PASSAGE PROVIDED:
+-------+
There's a lot of different options here, with a lot of tradeoffs. For example, EBT wants long-lasting connections. Here are a few components off the top of my head that a well-engineered solution should probably satisfy:
- keep a (small-ish) pool of active connections
- keep a larger pool of addresses for which the peer is probably still online/reachable, but without an active connection
- keep a large, persistent db of all/most/many previous gossip connections, together with some statistics (estimated uptime, pub?, followed?, following?, overlap in feed subscriptions, common networking layers (ip, filesystem, cjdns etc.))
- when introducing a new active connection, move one of the previously active connections to the passive address pool
- introduce new active connection via:
- peers that connect to you
- might have a heuristic for rejecting them
- a connection is dropped
- with few current connections, try a connection attempt that has a high probability of succeeding, use your db for that
- the occasional random connection attempt to a peer from the passive pool or the db
- this one is really important to fight network partitions and local optima
- peers that connect to you
- when evicting connections from the active pool, use a heuristic that might include the following factors:
- try to keep a certain number of highly-trusted peers in the connection pool
- once that threshold has been reached, be more adventurous with new connections
- how many feeds do you and the peer share an interest in?
+-------+
AVAILABLE RECORDS:
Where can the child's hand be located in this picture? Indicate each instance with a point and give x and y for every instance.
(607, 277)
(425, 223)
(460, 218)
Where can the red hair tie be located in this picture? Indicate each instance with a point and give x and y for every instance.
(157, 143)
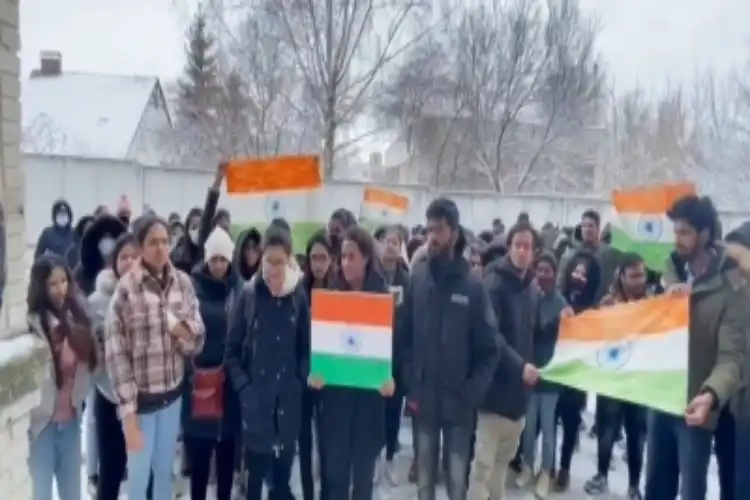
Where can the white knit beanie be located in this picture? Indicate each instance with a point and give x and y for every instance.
(219, 244)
+-------+
WORK TO COMPLETE:
1. In the passage on peer connection pools, what kind of connections does EBT want?
2. Quote every line of the records above word for word, but leave the picture out.
The passage on peer connection pools and the records come from unrelated sources.

CORRECT ANSWERS:
1. EBT wants long-lasting connections.

2.
Where can the child's hand be located in this picture? Indicate each instance with a point and give x and y for every instance.
(607, 277)
(425, 223)
(460, 218)
Where can the red hair tie be located in this picture? Indicate each instance with a point and give x and y for every instance.
(157, 143)
Where can the white knit beanie be located in this picture? Indicate each instance with a point and give x and y for every instance.
(219, 244)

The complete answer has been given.